━━━ DATA ROWS ━━━

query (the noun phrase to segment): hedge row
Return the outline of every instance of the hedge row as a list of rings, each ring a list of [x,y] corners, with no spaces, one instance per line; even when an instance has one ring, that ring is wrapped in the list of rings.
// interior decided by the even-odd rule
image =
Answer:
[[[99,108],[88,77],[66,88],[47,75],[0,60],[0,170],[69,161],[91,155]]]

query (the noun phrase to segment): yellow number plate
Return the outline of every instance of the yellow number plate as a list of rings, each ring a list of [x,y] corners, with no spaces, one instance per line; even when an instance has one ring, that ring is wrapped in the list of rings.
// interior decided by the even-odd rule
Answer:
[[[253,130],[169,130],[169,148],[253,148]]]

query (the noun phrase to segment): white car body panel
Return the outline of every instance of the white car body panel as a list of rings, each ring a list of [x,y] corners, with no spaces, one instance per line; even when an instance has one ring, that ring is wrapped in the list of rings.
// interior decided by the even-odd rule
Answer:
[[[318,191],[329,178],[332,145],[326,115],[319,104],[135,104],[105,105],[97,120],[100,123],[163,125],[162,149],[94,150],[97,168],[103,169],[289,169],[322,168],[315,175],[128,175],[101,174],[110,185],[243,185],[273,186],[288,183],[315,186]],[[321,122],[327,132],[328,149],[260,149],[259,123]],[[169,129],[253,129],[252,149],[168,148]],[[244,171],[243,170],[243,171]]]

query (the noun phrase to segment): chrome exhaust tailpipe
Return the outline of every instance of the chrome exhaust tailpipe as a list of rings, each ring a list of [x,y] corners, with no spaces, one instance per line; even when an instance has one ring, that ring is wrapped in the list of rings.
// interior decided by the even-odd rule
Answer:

━━━

> PROBLEM STATEMENT:
Substitute "vertices" for "corners" wherever it appears in all of the items above, and reproduce the items with no other changes.

> REPLY:
query (the noun phrase to segment): hedge row
Return the outline of every instance of the hedge row as a list of rings, each ring a list of [x,y] vertices, with no spaces, one instance per line; even when an instance has one ring, that ring is wrapped in the list of rings.
// interior decided by the even-odd rule
image =
Answer:
[[[99,108],[88,77],[66,88],[47,75],[0,60],[0,170],[69,161],[91,155]]]

query (the noun phrase to segment): yellow number plate
Return the outline of every instance of the yellow number plate as a list of rings, each ring a list of [x,y] vertices, with no spaces, one instance per line; even when an instance has one ring, that ring is wrapped in the list of rings.
// interior decided by the even-odd rule
Answer:
[[[253,130],[169,130],[169,148],[253,148]]]

query (the noun phrase to segment): white car body panel
Return the outline of every instance of the white car body panel as a list of rings, each ring a list of [x,y] vertices, with no spaces, one instance per line; even when an instance has one ring, that ring is wrapped in the list of rings.
// interior decided by the even-odd rule
Answer:
[[[318,191],[329,178],[332,145],[326,115],[319,104],[135,104],[105,105],[97,120],[100,123],[163,125],[162,149],[94,150],[97,168],[103,169],[289,169],[322,168],[315,175],[128,175],[101,174],[110,185],[243,185],[273,186],[288,183],[315,186]],[[321,122],[327,132],[328,149],[260,149],[259,123]],[[169,129],[253,129],[252,149],[168,148]],[[244,171],[243,170],[243,171]]]

query (the noun phrase to segment): chrome exhaust tailpipe
Return the outline of every instance of the chrome exhaust tailpipe as a list of rings, each ring a list of [x,y] vertices, with no spaces, one instance per line; even when an instance has one ring, that ring is wrapped in the list of rings.
// interior decided by the even-odd rule
Answer:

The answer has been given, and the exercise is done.